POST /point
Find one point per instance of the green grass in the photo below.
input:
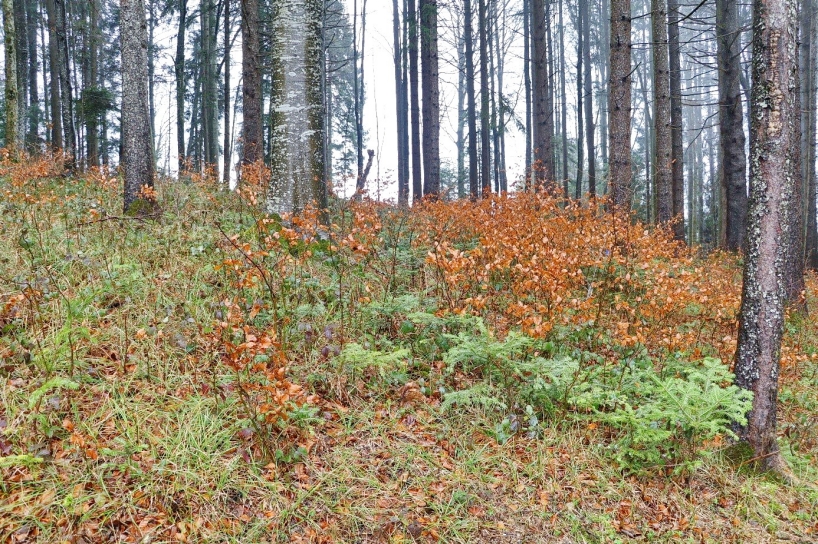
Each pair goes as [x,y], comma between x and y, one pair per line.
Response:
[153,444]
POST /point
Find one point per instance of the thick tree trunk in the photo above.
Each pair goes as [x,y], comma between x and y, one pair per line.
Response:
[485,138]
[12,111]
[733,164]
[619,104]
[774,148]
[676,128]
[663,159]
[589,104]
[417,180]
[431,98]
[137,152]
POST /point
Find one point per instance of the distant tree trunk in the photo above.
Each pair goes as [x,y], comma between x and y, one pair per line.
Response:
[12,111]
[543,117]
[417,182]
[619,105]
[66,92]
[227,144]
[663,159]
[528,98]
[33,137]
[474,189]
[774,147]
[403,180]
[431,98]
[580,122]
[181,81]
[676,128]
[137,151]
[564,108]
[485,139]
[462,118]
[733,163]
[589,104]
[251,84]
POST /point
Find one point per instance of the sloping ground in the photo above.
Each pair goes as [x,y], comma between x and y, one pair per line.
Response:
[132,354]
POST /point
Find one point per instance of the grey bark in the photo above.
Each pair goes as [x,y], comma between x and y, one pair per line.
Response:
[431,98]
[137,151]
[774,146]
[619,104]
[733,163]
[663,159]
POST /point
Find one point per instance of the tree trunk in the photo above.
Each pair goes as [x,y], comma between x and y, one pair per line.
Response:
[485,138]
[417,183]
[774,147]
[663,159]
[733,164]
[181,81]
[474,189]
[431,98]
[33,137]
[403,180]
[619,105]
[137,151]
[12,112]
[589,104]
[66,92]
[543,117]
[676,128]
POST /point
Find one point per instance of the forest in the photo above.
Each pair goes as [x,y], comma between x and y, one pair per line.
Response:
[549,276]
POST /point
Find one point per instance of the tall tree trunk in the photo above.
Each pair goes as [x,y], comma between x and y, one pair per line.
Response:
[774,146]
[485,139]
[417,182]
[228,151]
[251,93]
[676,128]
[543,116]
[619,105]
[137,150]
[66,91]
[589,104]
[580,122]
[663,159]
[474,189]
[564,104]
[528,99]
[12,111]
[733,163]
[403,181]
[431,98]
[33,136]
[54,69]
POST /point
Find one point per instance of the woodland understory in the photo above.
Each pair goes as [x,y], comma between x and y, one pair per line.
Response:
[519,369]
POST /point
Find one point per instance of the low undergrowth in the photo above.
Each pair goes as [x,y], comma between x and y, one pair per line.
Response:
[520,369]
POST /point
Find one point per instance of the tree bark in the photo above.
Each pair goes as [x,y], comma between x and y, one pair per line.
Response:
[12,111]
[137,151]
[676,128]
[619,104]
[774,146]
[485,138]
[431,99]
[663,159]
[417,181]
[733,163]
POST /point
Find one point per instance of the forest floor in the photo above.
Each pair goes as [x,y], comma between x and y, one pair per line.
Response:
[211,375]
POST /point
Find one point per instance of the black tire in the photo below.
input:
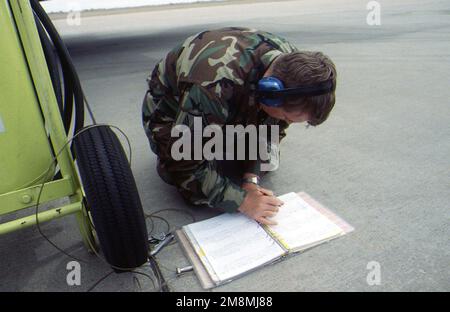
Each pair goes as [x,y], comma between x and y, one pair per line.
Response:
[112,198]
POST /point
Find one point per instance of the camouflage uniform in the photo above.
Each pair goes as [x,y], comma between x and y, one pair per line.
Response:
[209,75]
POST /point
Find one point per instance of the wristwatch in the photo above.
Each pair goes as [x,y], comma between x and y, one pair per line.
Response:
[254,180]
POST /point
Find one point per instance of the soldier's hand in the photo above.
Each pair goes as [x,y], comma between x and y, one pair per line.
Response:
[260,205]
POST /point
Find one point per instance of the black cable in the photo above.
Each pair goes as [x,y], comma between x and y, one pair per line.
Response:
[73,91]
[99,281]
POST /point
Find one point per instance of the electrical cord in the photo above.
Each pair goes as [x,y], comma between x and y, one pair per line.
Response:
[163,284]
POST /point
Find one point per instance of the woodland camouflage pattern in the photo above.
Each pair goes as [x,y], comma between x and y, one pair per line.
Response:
■ ■ ■
■ **What to produce**: Output the listing above in full, exactly. No images.

■ **Reply**:
POST /point
Find one point per instance of the green grass in the photo below.
input:
Each pair goes as [x,y], comma between x and y, one pair per line.
Response:
[153,444]
POST /point
Find one point per instance of the thick tree trunk in the photo above.
Each pair goes as [x,y], comma between x and y, one pair per line.
Response:
[485,138]
[12,111]
[733,164]
[619,104]
[774,148]
[676,128]
[663,159]
[589,104]
[417,180]
[431,98]
[137,152]
POST /point
Find one point per instance of the distant tree trunk in the photo above.
Each pair goes as [x,y], comma between x and y, one pair per line.
Response:
[12,111]
[543,117]
[417,182]
[619,105]
[66,92]
[227,144]
[663,159]
[528,98]
[33,137]
[474,189]
[774,147]
[403,180]
[431,98]
[580,122]
[181,81]
[676,128]
[137,151]
[564,108]
[485,139]
[462,118]
[733,163]
[589,104]
[251,84]
POST /point
Find one point per instance of the sloping ground in the photo above.
Each pair goes as [x,y], comma between x and y, one pair per line.
Response:
[132,354]
POST /point
Find one point per instance of the grey bark in the photo above.
Each pair goes as [x,y], comma between x and y, one pair per line.
Response:
[431,98]
[137,151]
[774,146]
[619,104]
[733,163]
[663,159]
POST /point
Find one point per instance of the tree trunk in the photo above.
Each pair goes as [x,y], comma between x and y, one pair per line.
Response:
[485,138]
[417,183]
[774,147]
[663,159]
[733,164]
[181,81]
[474,189]
[431,98]
[33,137]
[403,180]
[619,105]
[137,151]
[12,112]
[589,104]
[66,92]
[543,117]
[676,128]
POST /point
Find one point per instance of the forest in the photo above.
Each pair goes as [x,y], comma between x and y, one pair per line.
Response:
[549,276]
POST /point
Find one point per instance of the tall tree trunk in the photo above.
Each pair goes as [x,y], comma between x and y, one pair per line.
Response:
[774,146]
[485,139]
[417,182]
[228,151]
[251,93]
[676,128]
[543,116]
[619,105]
[137,150]
[66,91]
[589,104]
[580,122]
[663,159]
[474,189]
[564,104]
[528,99]
[12,111]
[733,163]
[403,181]
[431,98]
[33,136]
[54,69]
POST /point
Find one point per instance of the woodland understory in the photo above.
Each pair goes as [x,y], comma between x and y, one pair per line.
Response:
[519,369]
POST /point
Find one point per instance of the low undergrowth in the photo above.
Each pair goes as [x,y], comma between x and y, one pair per line.
Response:
[520,369]
POST /point
Find one point per instance of the tree bark in the photo above.
Each pair goes as [x,y], comma between x and y, one pair per line.
Response:
[12,111]
[137,151]
[676,128]
[619,104]
[774,146]
[485,138]
[431,99]
[663,159]
[417,181]
[733,163]
POST /point
Find one point per instance of the forest floor in the photo above.
Each pair goes as [x,y], comma between x and y, one pair per line.
Response:
[211,375]
POST /point
Find one point per instance of the black tire in the photo below.
input:
Each pair goes as [x,y], comma between x and y, one pair per line.
Response:
[112,198]
POST /point
Find one point per instance of the camouflage uniform in the photo above.
Each pair goes as [x,y], comma between x and y, one pair per line.
Response:
[209,75]
POST /point
Find one point per instance of the wristwatch in the photo above.
Each pair goes as [x,y], comma between x and y, one pair per line.
Response:
[254,180]
POST /point
Find one point per instance of the soldier's hand in the photo above.
Each pair goes as [x,y], comma between x and y, one pair per line.
Response:
[260,205]
POST /point
Find one point per instance of the black cable in the photo above.
Each pair goes as [x,y], comma between x and y, one pair per line.
Response:
[73,91]
[99,281]
POST /point
Find one point per instance of the electrical cord in the photo above.
Each pair goes as [x,y], comma between x and y, one pair per line.
Response:
[163,284]
POST /point
Find one point per instance of the woodland camouflage pattern in the photo above.
Each pair goes as [x,y], comma between x and y, one pair per line.
Response:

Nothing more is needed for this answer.